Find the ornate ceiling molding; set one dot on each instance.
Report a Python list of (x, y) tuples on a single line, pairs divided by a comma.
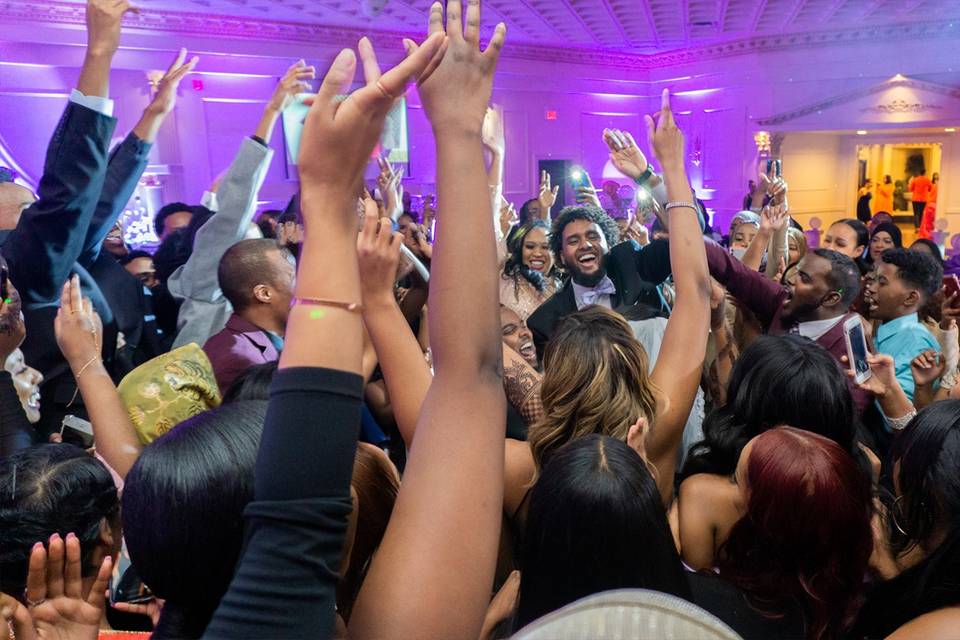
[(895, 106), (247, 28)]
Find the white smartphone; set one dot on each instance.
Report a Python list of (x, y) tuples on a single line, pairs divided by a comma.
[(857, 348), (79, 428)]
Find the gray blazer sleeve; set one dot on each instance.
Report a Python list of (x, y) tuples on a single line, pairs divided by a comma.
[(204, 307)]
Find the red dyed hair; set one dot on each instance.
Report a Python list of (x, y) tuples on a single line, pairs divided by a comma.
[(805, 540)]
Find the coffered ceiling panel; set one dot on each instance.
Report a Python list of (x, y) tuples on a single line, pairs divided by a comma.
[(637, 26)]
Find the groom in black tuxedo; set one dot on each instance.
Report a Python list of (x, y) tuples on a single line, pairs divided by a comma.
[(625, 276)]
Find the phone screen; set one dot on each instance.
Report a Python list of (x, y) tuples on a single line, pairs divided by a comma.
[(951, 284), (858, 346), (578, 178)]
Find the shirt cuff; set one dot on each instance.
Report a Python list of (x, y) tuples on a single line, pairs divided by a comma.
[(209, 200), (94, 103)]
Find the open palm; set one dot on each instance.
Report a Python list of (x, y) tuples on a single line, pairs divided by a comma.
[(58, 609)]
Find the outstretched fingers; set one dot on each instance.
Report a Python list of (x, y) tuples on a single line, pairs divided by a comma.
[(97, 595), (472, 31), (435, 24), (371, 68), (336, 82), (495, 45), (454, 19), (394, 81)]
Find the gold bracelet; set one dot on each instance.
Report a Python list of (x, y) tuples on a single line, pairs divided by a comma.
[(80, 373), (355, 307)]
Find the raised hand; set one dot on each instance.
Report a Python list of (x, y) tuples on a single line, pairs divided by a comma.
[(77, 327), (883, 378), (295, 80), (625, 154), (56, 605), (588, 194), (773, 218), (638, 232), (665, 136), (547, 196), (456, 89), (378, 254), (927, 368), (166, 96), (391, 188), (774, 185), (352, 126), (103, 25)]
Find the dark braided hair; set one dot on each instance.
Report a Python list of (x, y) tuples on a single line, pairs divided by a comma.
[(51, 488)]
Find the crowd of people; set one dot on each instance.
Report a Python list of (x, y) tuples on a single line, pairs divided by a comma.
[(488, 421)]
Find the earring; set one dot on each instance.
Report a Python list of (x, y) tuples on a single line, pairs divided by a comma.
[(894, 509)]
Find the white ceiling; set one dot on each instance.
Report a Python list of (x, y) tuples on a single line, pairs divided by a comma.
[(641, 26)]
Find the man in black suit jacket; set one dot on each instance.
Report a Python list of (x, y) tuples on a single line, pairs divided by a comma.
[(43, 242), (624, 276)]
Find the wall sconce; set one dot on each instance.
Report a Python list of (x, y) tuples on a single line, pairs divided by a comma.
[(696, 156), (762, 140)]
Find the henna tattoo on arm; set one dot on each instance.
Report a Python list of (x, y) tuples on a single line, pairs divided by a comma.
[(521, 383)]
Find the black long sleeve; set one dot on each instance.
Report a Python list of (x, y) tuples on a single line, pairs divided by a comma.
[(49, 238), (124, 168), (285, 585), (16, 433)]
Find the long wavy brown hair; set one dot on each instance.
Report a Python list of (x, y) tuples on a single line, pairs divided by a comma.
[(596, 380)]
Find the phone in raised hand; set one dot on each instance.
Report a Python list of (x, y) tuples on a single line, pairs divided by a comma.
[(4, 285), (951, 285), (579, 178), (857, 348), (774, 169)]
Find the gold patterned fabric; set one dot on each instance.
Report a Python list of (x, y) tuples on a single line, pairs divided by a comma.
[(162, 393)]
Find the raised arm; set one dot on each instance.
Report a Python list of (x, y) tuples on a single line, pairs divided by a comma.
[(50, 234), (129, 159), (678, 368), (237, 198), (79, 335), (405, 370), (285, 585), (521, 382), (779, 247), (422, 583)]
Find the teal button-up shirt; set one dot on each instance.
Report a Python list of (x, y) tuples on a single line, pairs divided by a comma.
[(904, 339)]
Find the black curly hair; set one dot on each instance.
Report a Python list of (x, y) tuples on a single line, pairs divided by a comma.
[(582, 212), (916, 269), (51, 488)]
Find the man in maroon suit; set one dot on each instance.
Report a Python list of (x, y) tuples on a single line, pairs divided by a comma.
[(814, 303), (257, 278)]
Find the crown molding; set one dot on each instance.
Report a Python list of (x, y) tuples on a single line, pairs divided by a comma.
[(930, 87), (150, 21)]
##########
▶ _Goal_: Rewrite the items starting at the line containing "Find the gray" and ending at the line containing "[(637, 26)]", requests included, and raise every coordinate in the answers by 7.

▶ _Solution for this exercise_:
Find the gray blazer sleeve; set one dot on each instance.
Report a Python list of (x, y) tuples on a single line, pairs divided by a comma.
[(211, 314)]
Find the red dyed hair; set one dot on each instance.
Report a Python list of (x, y) tuples on a single line, pairs divided by a comma.
[(812, 547)]
Find the coffered ceiling panel; set one dot on each instance.
Report a Python list of (x, y) tuples on a single line, pairs divided by a comma.
[(644, 33)]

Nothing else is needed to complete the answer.